-- begin Passage shown --
As the crowd cheered for golfer Sergio Garcia’s first major win at the Masters Tournament at the Augusta National Golf Club in Georgia Sunday night, the BBC’s Peter Alliss, a former professional golfer turned commentator, was a bit distracted. In a barely audible video, Alliss can be heard saying that Garcia’s fiancée, Angela Akins, was wearing “the shortest skirt in the country.”
A BBC spokesperson tells Yahoo Beauty, “While believing he was off air, Peter made a lighthearted remark which he now knows was inappropriate.”
Golf fans were quick to react on Twitter.
— Enduro_Stu (@Enduro_Stu) April 9, 2017
When are the BBC going to get rid of Peter Allis? He is an embarrassment
— dominic Leslie (@dle100) April 8, 2017
Dear @BBCSport please, please retire Peter Allis. I know it's a tough conversation with an old man but it really is time
— Will Orr (@WillJOrr) April 9, 2017
What’s more, in another video of the couple hugging, fans claimed that Alliss said, “There will be some fun in the hotel tonight!”
— Nick Daniel (@nickydan1) April 9, 2017
However, the BBC spokesperson clarifies, “Peter said, ‘There will be some fun in the old town tonight.'”
The 86-year-old former golf pro who won 31 tournaments in his 28-year career has always been controversial.
-- end Passage shown --
Problems and tasks:
A – Answer these questions using the article about Peter Alliss:
(i) What is the name of Sergio Garcia's fiancée?
(ii) According to the BBC spokesperson, what did Alliss actually say about that night?
(iii) How many tournaments did Alliss win during his career?
B – Print the part of the article about Peter Alliss from "A BBC spokesperson" up to and including "react on Twitter.".
The records are separate material, unrelated to the article above.
-- begin Record excerpts --
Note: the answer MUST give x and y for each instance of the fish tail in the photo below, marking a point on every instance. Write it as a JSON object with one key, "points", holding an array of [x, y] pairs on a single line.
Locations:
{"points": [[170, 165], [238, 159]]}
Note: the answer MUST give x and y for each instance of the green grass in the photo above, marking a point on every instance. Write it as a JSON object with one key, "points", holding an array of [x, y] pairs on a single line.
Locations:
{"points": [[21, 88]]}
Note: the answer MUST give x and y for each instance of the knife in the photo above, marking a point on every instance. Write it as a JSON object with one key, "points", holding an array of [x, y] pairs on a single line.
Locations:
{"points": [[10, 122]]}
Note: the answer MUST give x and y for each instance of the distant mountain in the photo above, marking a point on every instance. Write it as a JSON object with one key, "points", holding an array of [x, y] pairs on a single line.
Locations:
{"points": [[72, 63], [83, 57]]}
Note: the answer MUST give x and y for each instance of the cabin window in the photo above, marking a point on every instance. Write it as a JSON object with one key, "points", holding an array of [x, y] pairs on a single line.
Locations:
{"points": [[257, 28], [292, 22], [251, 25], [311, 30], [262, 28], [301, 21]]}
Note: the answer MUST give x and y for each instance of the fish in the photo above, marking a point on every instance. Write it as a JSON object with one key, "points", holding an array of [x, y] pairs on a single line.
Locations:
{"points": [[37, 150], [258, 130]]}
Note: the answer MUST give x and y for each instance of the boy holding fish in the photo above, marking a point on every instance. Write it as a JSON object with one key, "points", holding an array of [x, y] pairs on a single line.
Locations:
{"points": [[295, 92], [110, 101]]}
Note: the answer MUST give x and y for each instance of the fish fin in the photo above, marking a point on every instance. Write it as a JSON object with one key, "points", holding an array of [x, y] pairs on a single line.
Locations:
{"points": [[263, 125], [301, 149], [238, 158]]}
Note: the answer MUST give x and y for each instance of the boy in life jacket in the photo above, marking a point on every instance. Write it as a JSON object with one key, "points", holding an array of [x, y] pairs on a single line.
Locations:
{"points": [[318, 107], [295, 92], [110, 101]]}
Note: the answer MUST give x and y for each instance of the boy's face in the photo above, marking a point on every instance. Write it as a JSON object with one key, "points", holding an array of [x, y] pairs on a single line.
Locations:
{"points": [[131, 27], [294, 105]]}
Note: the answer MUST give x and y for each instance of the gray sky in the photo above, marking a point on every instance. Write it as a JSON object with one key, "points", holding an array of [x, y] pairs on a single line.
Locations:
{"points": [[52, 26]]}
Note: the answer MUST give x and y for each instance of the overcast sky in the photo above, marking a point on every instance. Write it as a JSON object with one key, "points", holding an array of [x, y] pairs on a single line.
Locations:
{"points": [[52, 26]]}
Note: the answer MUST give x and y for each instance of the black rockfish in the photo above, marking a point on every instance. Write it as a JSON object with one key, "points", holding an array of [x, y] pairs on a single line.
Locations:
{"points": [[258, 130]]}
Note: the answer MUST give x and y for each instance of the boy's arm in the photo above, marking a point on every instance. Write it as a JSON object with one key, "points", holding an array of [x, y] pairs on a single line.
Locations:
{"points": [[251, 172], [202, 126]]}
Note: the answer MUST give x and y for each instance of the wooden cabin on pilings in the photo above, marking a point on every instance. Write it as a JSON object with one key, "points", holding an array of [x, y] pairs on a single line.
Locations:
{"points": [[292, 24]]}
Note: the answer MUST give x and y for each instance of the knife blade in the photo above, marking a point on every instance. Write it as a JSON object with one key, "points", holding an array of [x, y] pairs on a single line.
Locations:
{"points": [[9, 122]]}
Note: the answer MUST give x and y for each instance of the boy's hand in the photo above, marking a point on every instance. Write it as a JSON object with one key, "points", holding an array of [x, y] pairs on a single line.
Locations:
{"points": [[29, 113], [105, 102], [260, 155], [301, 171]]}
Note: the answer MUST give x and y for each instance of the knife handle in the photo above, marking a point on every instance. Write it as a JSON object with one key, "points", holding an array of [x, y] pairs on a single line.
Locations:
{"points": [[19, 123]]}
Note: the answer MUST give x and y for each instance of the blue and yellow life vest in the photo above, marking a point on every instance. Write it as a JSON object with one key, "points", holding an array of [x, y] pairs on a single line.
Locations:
-- end Record excerpts --
Exercise answers:
A –
(i) Angela Akins
(ii) "There will be some fun in the old town tonight."
(iii) 31

B –
A BBC spokesperson tells Yahoo Beauty, “While believing he was off air, Peter made a lighthearted remark which he now knows was inappropriate.”
Golf fans were quick to react on Twitter.